Goal of the exercise – What you give back should match the entries below character for character.

Supplied data –
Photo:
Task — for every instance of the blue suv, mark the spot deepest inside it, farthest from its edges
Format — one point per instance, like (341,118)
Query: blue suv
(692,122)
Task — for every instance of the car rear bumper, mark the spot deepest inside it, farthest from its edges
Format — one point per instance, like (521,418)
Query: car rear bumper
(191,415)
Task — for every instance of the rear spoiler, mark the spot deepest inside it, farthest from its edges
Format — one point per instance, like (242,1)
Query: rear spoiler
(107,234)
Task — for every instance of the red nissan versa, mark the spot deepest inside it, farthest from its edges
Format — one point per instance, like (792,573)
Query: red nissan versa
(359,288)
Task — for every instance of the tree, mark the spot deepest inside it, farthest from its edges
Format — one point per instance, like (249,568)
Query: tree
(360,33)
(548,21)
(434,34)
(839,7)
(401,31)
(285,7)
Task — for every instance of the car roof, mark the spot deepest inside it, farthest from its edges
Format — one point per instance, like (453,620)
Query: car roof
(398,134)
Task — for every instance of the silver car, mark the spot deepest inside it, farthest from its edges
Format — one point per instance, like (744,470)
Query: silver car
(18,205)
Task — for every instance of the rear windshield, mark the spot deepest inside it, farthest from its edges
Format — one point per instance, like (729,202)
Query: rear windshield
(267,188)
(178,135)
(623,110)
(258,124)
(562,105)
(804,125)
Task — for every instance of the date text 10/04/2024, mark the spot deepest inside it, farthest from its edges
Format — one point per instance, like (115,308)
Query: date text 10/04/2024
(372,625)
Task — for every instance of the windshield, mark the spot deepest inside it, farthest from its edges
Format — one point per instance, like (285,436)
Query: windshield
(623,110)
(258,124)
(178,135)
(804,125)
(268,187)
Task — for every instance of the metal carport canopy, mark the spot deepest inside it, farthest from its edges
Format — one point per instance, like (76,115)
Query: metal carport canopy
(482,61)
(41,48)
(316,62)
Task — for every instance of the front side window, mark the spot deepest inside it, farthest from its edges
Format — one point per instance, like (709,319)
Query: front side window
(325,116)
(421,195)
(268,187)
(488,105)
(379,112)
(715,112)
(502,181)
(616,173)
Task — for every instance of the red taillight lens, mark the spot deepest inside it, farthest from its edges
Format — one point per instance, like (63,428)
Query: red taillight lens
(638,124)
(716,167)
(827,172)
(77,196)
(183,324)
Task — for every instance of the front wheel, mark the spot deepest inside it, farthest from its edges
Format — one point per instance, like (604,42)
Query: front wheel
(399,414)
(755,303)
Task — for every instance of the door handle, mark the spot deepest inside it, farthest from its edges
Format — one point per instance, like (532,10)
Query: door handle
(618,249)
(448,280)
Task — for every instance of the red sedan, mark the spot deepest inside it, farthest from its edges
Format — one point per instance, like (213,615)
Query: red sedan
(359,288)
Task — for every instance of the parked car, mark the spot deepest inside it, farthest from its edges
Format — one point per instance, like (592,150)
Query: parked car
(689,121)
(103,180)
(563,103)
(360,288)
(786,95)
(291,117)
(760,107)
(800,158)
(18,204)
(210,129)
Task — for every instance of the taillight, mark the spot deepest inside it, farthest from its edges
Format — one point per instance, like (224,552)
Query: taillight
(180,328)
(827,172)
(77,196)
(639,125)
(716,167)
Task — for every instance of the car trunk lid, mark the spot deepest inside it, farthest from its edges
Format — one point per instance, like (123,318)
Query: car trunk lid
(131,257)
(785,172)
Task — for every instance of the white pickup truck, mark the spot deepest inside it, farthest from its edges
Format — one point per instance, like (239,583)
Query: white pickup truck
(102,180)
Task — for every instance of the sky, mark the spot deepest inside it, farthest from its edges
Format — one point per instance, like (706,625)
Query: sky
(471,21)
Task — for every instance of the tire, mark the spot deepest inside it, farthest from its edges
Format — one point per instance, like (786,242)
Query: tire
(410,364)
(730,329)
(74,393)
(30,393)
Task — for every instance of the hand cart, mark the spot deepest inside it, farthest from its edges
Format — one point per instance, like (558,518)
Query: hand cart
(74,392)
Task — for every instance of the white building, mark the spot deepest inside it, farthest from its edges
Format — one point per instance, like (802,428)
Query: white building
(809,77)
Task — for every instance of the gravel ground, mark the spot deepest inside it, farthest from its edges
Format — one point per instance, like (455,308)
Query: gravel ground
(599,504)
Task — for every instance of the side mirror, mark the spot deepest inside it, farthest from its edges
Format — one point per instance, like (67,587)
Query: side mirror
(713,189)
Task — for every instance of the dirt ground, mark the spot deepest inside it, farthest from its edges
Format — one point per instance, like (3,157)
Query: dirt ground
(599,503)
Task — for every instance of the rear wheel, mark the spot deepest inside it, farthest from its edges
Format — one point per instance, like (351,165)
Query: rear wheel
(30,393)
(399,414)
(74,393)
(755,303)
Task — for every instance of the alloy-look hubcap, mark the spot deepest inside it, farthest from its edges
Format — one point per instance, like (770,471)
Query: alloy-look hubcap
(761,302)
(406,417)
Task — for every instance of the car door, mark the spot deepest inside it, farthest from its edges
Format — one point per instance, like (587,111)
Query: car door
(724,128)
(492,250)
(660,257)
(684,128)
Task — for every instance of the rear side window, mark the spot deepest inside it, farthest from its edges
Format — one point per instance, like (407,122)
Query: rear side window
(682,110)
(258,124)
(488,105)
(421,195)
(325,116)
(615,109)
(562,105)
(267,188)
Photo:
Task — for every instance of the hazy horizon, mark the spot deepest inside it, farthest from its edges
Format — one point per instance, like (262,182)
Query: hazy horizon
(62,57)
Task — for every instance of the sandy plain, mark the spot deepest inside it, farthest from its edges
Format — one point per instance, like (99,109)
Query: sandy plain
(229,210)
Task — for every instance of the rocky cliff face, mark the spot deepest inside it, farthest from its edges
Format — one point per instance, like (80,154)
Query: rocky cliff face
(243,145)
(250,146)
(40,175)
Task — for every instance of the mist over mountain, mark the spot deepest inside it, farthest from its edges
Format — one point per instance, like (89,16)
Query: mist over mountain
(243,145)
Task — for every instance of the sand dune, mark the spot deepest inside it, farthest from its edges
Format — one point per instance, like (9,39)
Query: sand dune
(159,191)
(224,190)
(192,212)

Answer space –
Photo:
Task — for every instance of the blue suv, mark the spot deepest inside it, farthest from its edges
Format — one point per instance, like (341,118)
Query: blue suv
(692,122)
Task — for every instance of the car rear bumper, mark the spot deepest inside it, farthest from its edges
Format — one point per instance, like (521,418)
Query: car rear bumper
(191,415)
Task — for every instance of the rear spoiler, mark the spot deepest inside it, farthest from its edges
Format — one point per instance, like (242,1)
Query: rear spoiler
(107,234)
Task — for every instance of the red nissan versa, mark the spot deepest inside it, farthest from its edges
Format — one point per instance, like (792,573)
Query: red nissan versa
(359,288)
Task — for every instance of the tree, mark the spot deepest inside it, farthest from its edges
Format — one point per instance, like (249,568)
Query: tree
(360,33)
(548,21)
(434,34)
(839,7)
(401,31)
(285,7)
Task — for every instance of the car roof, mark the spot deepest inside it, farthest from its edges
Format — one point per instance, like (453,620)
Query: car roof
(398,134)
Task — for every instance of the silver car, mark the spot deepest inside it, farthest from its edges
Format — one point per instance, like (744,470)
Query: silver car
(18,205)
Task — for every instance of the rear windshield, mark the spot deepest inside it, farthest from its edges
Format — one point per instance, like (729,202)
Query: rear windshield
(267,188)
(178,135)
(623,110)
(258,124)
(562,105)
(804,125)
Task — for every instance of the date text 10/04/2024, mark the spot deepest inside it, farthest from its edges
Format — one point per instance, like (115,308)
Query: date text 10/04/2024
(372,625)
Task — for every instance of the windshield, mark the spot deepest inside it, farthest from its edges
Format — one point per instance, like (285,436)
Query: windshield
(623,110)
(258,124)
(178,135)
(804,125)
(268,187)
Task — for every instance of the metal carport canopy, mark the spot deepest inside it, farthest from its edges
Format — one point per instance, like (76,115)
Query: metal carport canopy
(482,61)
(41,48)
(316,62)
Task — for every instance of the front side window, mark the spot deepest inside it, farthest from its edges
Format — one point per instance, like (709,319)
Query: front side window
(325,116)
(421,195)
(268,187)
(488,105)
(379,112)
(715,112)
(502,181)
(616,173)
Task — for every instance of the red taillight lens, mark the spot deepest inside it, farthest from its edges
Format — one point per instance, like (63,428)
Query: red taillight lens
(638,124)
(716,167)
(827,172)
(77,196)
(183,324)
Task — for every instance of the front wheel, mark the spot deepest inside it, farthest from its edges
Format — one point per instance, like (604,42)
Query: front wheel
(399,414)
(755,303)
Task — for every instance of the door handle, mark the spot deepest inside it, farthest from its edges
Format — one point per instance, like (532,10)
Query: door handle
(618,249)
(448,280)
Task — for every instance of the red sedan, mark the spot deepest inside it, farthest from its edges
Format — one point per instance, like (213,615)
Query: red sedan
(359,288)
Task — for every instance of the parked car, mark the spot deepest inside it, farthest from its edges
Format — one point per instance, like (592,150)
Query: parked car
(689,121)
(103,180)
(563,103)
(360,288)
(786,95)
(291,117)
(760,107)
(800,158)
(18,204)
(210,129)
Task — for every instance of the taillight, mark the spot deepest inside it, farthest from its edges
Format — one point per instance, like (224,552)
Query: taillight
(180,328)
(827,172)
(77,196)
(639,125)
(716,167)
Task — for every instance of the car trunk lid, mark the spot deepest inside it, farthest from its edges
Format — one point per instance, like (123,318)
Query: car trunk lid
(131,257)
(785,172)
Task — for every instance of the white pickup truck, mark the spot deepest inside it, farthest from its edges
Format — one point per instance, like (239,583)
Query: white pickup truck
(102,180)
Task — for every instance of the sky, mark the spot deepest inside it, farthest from its edges
Format — one point per instance, like (706,625)
Query: sky
(471,21)
Task — for every instance of the tire, mark the spot deepest inside it, farthest from its edges
Format — one point per instance, like (786,242)
Query: tire
(410,364)
(730,329)
(74,393)
(30,393)
Task — for every instance of the hand cart, mark the spot deepest inside it, farthest from its edges
Format — one point per instance, like (558,518)
Query: hand cart
(74,392)
Task — for every instance of the white building, mark the spot deepest inside it, farthest from its edges
Format — one point per instance, like (802,428)
Query: white building
(809,77)
Task — for every instance of the gravel ground, mark the spot deepest inside it, farthest from its edges
Format — one point per instance, like (455,308)
Query: gravel ground
(599,504)
Task — for every instance of the side mirror, mark the spot deepest inside it, farthest from its edges
Format — one point per instance, like (67,587)
Query: side mirror
(713,189)
Task — for every instance of the dirt ground, mark the spot deepest inside it, farthest from its edges
Format — one point per instance, like (3,157)
Query: dirt ground
(599,503)
Task — for every instance of the rear wheel, mark the spot deepest inside it, farthest from its edges
Format — one point per instance, like (351,165)
Query: rear wheel
(30,393)
(399,414)
(74,393)
(755,303)
Task — for every instance of the alloy-look hubcap, mark the spot deepest inside it, farthest from its edges
Format — one point per instance, like (770,471)
Query: alloy-look hubcap
(761,302)
(406,417)
Task — for every instance of the car door, mark the spot deepest inside it, farthest from its edges
Format — one point per instance, like (587,111)
Query: car door
(724,128)
(492,250)
(660,257)
(684,128)
Task — for every instance of the rear side window, mark the spot deepest inside it, farthest from its edges
Format — one point per instance, like (407,122)
Query: rear side window
(682,110)
(258,124)
(488,105)
(421,195)
(325,116)
(615,109)
(562,105)
(267,188)
Photo:
Task — for every instance of the hazy horizon, mark the spot deepest inside it, farthest from its edges
Format — one point per instance, like (262,182)
Query: hazy horizon
(62,57)
Task — for every instance of the sandy plain, mark the spot deepest inside it, farthest from its edges
Format — one point per instance, like (99,109)
Query: sandy plain
(229,210)
Task — for every instance of the rocky cliff face, mark the spot deepest inside it, farthest from its edges
Format — one point per instance, like (80,154)
Query: rocky cliff face
(243,145)
(250,146)
(40,175)
Task — for every instance of the mist over mountain, mark the spot deepest inside it, farthest from its edges
Format — one point per instance, like (89,16)
Query: mist over mountain
(243,145)
Task — for every instance of the sand dune, mark the spot deepest inside it, farthest from its edges
Format — one point per instance, like (9,39)
Query: sand dune
(159,191)
(224,190)
(192,212)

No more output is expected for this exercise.